» **Aim of the exercise**
Pull out every line of the records that contains the word "stone", copying each one in full.

» **Data to process**
════
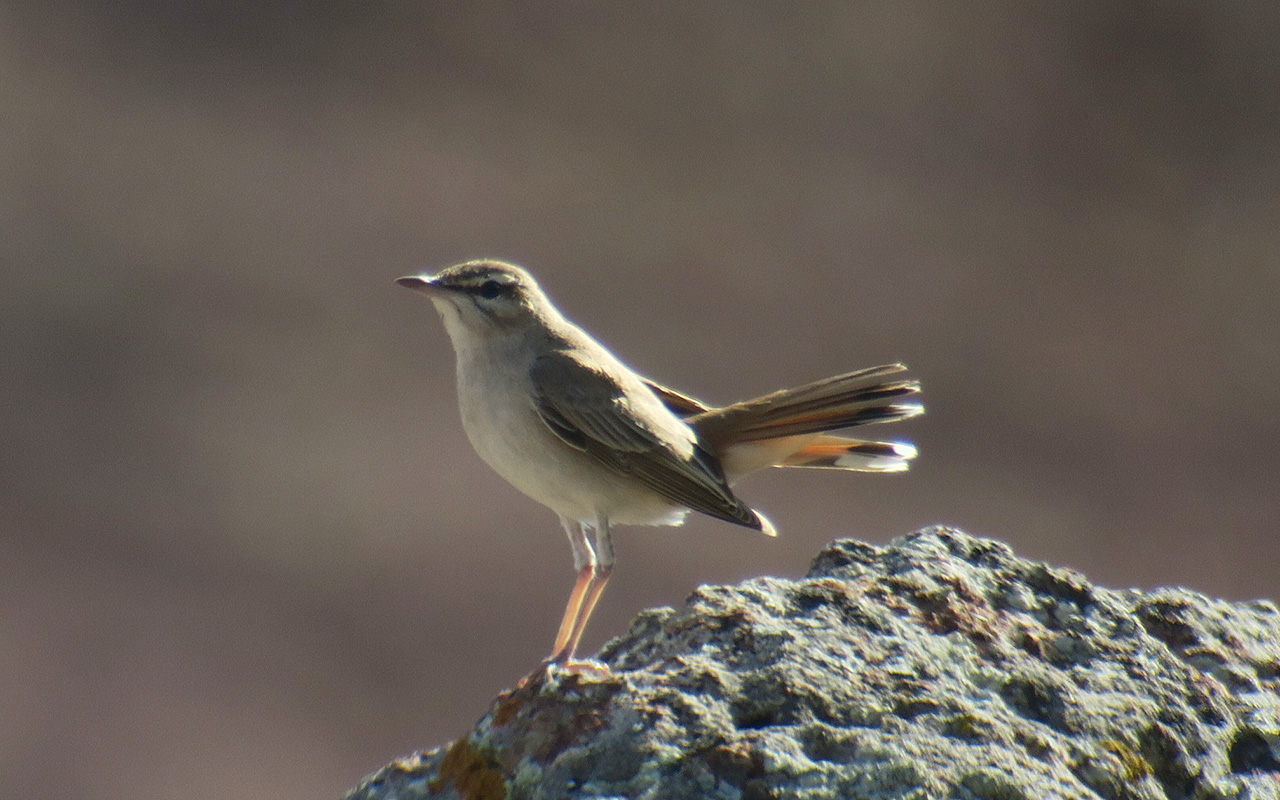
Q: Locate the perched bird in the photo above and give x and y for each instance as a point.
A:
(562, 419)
════
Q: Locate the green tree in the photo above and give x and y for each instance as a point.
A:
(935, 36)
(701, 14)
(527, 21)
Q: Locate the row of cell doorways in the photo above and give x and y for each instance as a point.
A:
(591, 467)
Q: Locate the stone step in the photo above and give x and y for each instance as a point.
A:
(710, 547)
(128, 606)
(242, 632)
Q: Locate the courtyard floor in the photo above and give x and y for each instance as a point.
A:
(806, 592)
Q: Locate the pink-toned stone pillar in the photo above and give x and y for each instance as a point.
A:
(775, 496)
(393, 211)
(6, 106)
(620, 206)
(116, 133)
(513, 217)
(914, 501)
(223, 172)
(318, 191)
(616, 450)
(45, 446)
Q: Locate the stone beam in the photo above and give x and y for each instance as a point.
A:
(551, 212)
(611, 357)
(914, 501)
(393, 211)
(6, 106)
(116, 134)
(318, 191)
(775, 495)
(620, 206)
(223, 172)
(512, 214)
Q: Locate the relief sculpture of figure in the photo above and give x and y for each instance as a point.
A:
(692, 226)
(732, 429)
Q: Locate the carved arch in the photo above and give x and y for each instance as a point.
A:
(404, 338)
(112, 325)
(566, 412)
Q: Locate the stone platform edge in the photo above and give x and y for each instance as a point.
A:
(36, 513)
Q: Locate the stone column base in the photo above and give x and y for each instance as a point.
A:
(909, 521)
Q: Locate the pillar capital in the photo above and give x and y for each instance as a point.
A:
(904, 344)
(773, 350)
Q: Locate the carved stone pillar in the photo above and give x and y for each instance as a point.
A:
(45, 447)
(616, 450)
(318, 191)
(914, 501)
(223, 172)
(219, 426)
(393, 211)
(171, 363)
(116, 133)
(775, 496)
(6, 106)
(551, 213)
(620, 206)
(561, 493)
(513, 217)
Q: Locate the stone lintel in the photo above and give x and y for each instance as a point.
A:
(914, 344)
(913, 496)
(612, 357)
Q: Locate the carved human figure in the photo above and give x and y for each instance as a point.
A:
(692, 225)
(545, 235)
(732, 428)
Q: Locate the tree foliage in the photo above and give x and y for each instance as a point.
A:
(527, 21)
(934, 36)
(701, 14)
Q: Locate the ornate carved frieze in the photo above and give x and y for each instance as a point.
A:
════
» **Solution for this task**
Q: Locate the stone step in the photo above and give x and y for each instance as a point.
Q: Locate the pink-toned stone pillar in the photo above and give x and y for each instance as a point.
Q: Locate the stone beam in the photo above and give x and y for each instance as a point.
Q: Locate the stone platform edge in the photo above and give x and y for each instance as a point.
Q: Locate the stone column base in the photo above and give x and y for each instance as a point.
Q: Locate the carved stone pillar in the photo above and give x and y for each instance as a point.
Q: Locate the stone lintel in the photo above and give x and y for each instance as a point.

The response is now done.